:: WHAT TO DO ::
Lines from the line with "adjust its coverage." to the line with "box: [300, 0, 600, 576]" in the entries below, and only those, must be output exactly, with both ends included.

··· RECORD SET

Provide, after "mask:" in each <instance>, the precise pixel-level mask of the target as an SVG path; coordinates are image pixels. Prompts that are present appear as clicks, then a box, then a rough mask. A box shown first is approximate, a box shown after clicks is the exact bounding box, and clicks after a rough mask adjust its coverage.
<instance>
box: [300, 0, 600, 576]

······
··· RECORD SET

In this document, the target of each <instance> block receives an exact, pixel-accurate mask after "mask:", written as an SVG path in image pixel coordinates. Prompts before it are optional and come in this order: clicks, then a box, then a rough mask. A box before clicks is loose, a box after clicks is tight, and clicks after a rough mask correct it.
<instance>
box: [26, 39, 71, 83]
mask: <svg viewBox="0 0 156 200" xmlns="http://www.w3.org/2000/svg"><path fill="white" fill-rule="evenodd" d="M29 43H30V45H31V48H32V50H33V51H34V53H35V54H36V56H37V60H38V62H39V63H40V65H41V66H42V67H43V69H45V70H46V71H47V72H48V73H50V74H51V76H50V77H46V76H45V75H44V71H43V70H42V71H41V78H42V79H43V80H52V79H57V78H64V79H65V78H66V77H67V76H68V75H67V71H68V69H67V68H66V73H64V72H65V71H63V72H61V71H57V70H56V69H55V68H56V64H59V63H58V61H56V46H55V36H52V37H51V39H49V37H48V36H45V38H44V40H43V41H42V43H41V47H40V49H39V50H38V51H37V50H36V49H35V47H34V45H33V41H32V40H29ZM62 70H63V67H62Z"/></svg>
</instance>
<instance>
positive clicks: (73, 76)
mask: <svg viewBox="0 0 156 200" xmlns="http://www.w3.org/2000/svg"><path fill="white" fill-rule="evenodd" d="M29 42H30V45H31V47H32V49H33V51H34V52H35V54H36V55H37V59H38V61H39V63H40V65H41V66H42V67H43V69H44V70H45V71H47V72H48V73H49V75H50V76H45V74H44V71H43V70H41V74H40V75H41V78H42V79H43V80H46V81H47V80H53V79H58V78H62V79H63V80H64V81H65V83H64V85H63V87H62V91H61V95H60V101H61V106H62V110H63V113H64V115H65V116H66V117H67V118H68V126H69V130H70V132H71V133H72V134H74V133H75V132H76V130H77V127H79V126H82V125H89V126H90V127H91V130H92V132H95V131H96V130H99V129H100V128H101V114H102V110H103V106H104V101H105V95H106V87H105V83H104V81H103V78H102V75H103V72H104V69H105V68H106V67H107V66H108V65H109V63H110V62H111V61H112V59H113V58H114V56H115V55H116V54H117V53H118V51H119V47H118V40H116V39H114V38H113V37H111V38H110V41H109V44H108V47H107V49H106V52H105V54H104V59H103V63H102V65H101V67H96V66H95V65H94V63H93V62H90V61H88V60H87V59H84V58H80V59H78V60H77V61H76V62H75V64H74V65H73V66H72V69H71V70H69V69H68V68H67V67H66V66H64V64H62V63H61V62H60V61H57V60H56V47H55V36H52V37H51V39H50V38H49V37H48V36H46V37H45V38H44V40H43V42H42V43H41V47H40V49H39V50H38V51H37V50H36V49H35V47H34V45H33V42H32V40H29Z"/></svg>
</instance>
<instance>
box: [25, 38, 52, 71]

······

:: TASK ANSWER ::
Provide, after "mask:" in each <instance>, the precise pixel-level mask of the target as an SVG path; coordinates are image pixels. Prompts that are present appear as clicks, then a box, then a rough mask. A box shown first is approximate, a box shown after clicks is the exact bounding box, and clicks after a rough mask adjust its coverage.
<instance>
box: [300, 0, 600, 576]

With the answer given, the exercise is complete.